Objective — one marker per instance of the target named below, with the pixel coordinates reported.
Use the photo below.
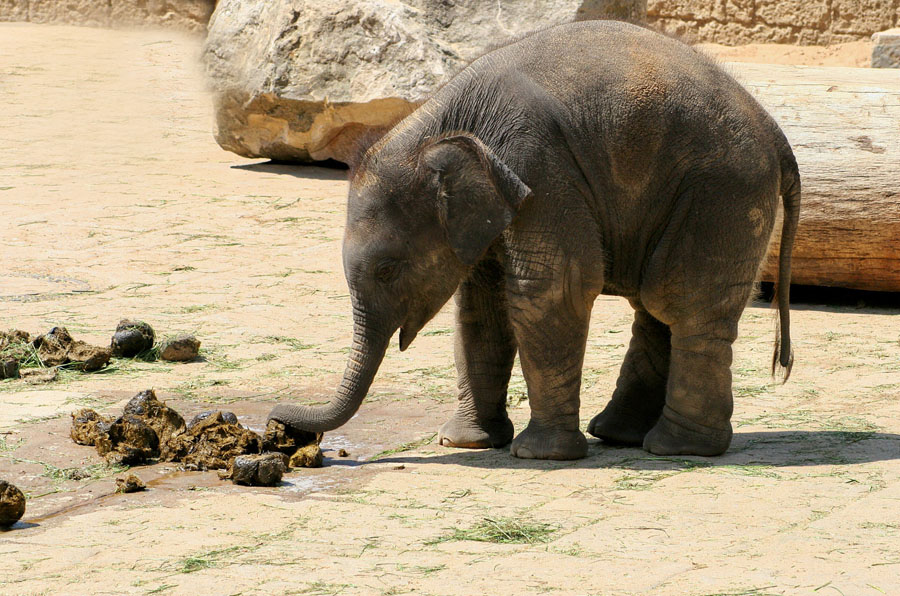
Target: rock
(130, 484)
(132, 338)
(266, 469)
(166, 422)
(212, 443)
(308, 456)
(9, 368)
(91, 429)
(39, 376)
(302, 447)
(886, 51)
(306, 80)
(12, 504)
(227, 417)
(58, 347)
(143, 433)
(132, 441)
(181, 348)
------------------------------------------------------------
__YOUR TASK__: Rewrite every line of the listing above as a numbered list, leaving out blank lines and the pictures.

__RESPONSE__:
1. Objective — one marker per instance of the target named below, with the pixel coordinates reported.
2. Use the photo below.
3. Target: rock
4. (130, 484)
5. (132, 338)
6. (266, 469)
7. (166, 422)
8. (212, 443)
9. (308, 456)
10. (9, 368)
11. (91, 429)
12. (39, 376)
13. (302, 447)
14. (886, 51)
15. (306, 80)
16. (12, 504)
17. (227, 417)
18. (58, 347)
19. (143, 433)
20. (132, 441)
21. (181, 348)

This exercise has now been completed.